%%

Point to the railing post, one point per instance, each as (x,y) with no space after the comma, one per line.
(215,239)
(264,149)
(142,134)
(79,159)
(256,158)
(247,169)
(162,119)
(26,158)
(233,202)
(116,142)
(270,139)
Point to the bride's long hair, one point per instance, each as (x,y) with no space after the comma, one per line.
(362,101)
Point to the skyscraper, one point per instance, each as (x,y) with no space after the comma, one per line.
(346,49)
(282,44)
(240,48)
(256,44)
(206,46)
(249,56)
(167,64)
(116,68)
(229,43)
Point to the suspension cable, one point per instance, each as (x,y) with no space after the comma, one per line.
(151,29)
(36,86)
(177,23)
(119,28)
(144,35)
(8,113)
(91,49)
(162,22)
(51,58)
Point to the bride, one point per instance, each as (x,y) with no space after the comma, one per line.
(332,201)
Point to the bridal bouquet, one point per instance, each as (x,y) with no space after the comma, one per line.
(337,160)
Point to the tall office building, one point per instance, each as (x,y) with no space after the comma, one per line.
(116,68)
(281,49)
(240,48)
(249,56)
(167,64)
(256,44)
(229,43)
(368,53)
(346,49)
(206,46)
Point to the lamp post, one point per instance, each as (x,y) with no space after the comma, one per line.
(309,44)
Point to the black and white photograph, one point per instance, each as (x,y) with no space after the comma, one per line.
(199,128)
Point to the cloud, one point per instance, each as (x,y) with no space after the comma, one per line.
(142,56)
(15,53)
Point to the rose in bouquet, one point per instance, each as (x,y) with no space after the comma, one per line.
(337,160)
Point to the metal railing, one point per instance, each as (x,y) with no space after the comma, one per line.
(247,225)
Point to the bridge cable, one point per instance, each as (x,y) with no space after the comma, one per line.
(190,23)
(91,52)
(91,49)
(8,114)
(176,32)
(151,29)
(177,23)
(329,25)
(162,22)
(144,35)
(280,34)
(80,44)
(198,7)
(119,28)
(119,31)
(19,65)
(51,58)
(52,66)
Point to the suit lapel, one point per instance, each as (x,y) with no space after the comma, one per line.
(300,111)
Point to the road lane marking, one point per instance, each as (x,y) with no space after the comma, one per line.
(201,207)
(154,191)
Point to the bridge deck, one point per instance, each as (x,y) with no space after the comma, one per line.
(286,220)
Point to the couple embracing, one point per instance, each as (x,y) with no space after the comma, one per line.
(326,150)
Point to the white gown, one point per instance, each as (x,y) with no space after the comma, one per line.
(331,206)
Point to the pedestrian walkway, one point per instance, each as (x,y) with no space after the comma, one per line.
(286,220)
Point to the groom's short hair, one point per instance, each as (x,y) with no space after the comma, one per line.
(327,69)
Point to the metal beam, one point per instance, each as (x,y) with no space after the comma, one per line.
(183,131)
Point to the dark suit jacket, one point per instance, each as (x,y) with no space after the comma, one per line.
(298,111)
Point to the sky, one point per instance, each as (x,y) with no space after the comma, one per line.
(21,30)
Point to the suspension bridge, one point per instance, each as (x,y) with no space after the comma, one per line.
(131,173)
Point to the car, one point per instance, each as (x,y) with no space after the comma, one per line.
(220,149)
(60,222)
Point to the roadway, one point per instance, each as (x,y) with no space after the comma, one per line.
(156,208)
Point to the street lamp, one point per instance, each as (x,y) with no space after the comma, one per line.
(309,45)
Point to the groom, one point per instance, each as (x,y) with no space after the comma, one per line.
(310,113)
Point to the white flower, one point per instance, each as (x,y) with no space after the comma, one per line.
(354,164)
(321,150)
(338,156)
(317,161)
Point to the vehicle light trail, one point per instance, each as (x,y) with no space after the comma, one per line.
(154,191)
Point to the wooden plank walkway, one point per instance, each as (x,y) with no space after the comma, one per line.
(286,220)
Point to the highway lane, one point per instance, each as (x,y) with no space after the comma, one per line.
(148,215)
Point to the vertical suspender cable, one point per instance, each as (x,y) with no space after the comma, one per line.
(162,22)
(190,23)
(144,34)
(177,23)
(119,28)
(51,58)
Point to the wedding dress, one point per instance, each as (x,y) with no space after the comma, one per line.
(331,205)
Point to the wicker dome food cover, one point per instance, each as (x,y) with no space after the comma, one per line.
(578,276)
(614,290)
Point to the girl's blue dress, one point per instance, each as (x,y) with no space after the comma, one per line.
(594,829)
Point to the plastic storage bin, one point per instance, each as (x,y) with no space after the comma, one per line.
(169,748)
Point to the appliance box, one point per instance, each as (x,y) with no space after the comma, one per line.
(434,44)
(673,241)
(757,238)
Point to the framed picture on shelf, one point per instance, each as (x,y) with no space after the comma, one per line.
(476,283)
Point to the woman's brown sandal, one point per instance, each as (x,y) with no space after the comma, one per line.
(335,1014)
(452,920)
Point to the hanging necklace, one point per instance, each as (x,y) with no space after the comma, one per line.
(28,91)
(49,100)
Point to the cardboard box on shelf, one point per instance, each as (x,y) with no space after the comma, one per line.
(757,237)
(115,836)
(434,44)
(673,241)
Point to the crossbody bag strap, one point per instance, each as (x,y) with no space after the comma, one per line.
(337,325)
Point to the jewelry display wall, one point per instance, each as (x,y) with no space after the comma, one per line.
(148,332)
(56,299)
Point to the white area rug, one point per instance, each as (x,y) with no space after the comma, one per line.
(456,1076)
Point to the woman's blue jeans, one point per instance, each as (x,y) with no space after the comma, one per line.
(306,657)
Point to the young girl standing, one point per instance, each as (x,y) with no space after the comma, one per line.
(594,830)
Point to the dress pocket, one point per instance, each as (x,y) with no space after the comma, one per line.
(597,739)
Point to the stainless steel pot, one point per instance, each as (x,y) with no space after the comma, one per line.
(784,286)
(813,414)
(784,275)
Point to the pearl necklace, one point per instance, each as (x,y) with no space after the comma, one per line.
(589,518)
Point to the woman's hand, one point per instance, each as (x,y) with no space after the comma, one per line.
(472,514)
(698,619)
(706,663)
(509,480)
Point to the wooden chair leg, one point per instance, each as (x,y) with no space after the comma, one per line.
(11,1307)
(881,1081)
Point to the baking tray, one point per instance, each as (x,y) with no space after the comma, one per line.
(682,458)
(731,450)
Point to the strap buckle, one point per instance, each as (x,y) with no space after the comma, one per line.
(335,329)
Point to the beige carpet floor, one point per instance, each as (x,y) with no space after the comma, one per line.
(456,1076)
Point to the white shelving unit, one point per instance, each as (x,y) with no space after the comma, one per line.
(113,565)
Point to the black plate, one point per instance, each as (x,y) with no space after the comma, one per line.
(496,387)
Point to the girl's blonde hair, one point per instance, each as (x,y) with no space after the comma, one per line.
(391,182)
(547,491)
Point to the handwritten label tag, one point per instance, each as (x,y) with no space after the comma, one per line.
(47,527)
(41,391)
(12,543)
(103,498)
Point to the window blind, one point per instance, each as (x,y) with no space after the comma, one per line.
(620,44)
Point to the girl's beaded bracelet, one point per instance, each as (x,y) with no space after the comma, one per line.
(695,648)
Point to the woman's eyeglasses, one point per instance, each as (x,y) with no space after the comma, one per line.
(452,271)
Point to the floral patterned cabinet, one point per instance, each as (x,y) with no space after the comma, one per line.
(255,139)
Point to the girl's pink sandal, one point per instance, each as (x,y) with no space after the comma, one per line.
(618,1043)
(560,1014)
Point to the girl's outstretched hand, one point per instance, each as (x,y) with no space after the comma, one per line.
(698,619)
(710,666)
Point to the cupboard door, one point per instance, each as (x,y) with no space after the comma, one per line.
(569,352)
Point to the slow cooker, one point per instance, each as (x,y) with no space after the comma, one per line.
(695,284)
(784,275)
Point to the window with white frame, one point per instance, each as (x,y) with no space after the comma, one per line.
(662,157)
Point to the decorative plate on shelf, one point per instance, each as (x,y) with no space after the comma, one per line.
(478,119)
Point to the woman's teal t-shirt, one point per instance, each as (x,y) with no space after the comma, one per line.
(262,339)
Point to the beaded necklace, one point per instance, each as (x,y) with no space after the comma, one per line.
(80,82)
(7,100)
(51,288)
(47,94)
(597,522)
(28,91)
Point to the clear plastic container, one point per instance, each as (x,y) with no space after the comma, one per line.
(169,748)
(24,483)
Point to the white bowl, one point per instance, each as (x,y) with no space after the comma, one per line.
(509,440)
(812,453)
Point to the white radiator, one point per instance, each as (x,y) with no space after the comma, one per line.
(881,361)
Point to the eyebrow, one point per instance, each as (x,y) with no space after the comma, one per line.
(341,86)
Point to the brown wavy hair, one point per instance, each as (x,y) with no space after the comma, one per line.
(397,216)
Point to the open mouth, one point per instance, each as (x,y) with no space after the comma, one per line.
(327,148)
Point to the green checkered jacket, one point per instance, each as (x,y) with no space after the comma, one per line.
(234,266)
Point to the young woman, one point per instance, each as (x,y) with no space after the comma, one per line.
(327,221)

%%

Exercise brief.
Find "Point to the girl's outstretched" in the data above, then repeat that line and all lines after it exactly, ending with the final line.

Solution to the exercise.
Point to the girl's outstretched hand, one point per instance, each as (x,y) with no space after the comma, one per line.
(698,619)
(710,666)
Point to the cupboard door, one point per instance, each as (x,y) with no space after the comma, one per line.
(569,352)
Point to the slow cooker, one point per instance, each as (x,y) with no space after the comma, one per line.
(695,284)
(784,275)
Point to the window with white frame, one point per instance, each as (x,y) with no space after the comma, one per line.
(662,157)
Point to the decorative plate on shelf, one point per instance, each as (x,y) with no space after the comma, one per line.
(478,119)
Point to the woman's teal t-shirt, one point per instance, each as (x,y) with no space after the comma, one per line.
(262,339)
Point to the beaded necklace, one point per instance, each as (x,y) with no space after the comma, one per line.
(80,82)
(7,100)
(51,288)
(47,94)
(597,522)
(28,91)
Point to the clear plastic container, one point per instance, each as (x,y) with no space after the comma, one per line.
(169,748)
(24,483)
Point to the white bowl, one point per instance, each as (x,y) with no space after the comma, one per line.
(509,440)
(812,453)
Point to the white radiator, one point per instance, each as (x,y) with no space after the comma, one per line.
(881,361)
Point to the eyebrow, one point per instance, each as (x,y) with no space after the comma, one per line.
(341,86)
Point to the brown wavy hair, one point per instance, each as (x,y) with no space after the comma, one per line.
(397,216)
Point to the open mouth, one point per instance, each as (x,y) with no space after the comma, one per line.
(327,148)
Point to the green checkered jacket, one point per instance, each as (x,y) with no space after the comma, one per line.
(234,266)
Point to the young woman, one point per instance, each as (x,y) with no space after the comma, one per line.
(327,221)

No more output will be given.